(Beginning of Input for this task)

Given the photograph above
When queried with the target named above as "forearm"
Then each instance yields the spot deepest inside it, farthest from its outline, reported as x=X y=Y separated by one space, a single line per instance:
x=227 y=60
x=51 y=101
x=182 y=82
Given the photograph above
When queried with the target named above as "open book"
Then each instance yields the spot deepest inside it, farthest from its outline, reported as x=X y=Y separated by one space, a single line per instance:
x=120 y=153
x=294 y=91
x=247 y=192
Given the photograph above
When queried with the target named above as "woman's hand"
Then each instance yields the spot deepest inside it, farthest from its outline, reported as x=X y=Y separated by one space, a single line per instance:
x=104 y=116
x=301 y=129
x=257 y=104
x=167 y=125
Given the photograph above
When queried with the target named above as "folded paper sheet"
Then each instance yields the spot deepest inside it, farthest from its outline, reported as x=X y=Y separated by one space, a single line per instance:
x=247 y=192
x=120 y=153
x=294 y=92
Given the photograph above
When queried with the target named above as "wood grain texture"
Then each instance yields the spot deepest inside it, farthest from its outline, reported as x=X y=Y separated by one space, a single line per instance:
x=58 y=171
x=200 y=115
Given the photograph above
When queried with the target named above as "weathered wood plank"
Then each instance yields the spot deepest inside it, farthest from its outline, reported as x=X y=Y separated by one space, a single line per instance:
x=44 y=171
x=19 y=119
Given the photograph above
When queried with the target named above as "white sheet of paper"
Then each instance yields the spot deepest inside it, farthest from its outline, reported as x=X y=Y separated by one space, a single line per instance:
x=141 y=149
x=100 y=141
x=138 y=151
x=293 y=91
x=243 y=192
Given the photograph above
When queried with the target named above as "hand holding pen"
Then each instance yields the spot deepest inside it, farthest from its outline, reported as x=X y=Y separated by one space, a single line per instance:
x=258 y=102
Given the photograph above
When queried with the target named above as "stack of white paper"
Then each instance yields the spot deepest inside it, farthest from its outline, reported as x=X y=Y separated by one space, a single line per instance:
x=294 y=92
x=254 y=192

(End of Input for this task)
(Beginning of Input for this task)

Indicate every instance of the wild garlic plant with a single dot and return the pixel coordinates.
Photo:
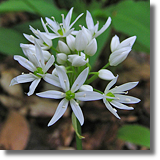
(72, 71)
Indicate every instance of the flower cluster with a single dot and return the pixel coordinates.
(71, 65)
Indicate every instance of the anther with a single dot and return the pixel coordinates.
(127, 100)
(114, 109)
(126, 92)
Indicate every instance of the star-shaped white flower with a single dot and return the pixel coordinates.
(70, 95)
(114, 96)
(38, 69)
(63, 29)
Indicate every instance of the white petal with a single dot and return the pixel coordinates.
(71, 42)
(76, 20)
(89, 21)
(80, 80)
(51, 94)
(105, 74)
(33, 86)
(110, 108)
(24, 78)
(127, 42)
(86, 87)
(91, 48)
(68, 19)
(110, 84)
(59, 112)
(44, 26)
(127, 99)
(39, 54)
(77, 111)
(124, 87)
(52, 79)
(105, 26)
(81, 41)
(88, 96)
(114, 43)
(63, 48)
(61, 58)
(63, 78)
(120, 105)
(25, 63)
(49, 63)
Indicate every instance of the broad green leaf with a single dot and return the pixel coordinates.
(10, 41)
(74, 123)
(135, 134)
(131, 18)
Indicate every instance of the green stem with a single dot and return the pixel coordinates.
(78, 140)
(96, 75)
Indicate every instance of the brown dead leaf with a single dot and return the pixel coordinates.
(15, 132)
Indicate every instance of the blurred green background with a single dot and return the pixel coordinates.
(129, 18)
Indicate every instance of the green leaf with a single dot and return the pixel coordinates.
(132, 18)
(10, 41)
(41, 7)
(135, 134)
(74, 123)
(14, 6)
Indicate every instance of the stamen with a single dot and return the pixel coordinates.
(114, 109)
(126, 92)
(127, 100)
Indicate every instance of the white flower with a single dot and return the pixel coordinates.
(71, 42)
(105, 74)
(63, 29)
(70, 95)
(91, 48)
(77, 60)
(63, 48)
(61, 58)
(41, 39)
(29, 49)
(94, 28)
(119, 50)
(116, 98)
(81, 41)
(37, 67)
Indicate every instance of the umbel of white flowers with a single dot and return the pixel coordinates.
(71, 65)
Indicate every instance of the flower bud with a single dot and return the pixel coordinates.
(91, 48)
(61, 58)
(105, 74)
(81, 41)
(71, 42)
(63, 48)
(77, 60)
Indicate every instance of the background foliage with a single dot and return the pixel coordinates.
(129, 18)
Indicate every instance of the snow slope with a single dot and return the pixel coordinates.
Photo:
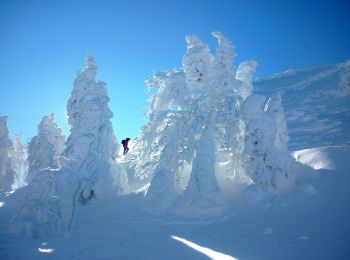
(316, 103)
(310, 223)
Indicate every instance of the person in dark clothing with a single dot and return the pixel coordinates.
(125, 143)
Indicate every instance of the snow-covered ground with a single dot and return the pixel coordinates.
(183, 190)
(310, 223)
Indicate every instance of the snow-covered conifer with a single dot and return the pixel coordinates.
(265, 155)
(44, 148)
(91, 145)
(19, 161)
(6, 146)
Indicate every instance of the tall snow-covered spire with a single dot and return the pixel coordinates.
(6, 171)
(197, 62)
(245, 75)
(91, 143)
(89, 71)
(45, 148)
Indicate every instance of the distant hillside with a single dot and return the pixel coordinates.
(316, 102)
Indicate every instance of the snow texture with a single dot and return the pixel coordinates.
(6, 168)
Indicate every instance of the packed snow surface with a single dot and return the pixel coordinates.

(End of Input for this task)

__Task brief__:
Output each line of the listing in which the string "sheet" is found.

__Answer to this problem__:
When queried with the target named above as "folded paper sheet"
When queried with the target named above as "white sheet of paper"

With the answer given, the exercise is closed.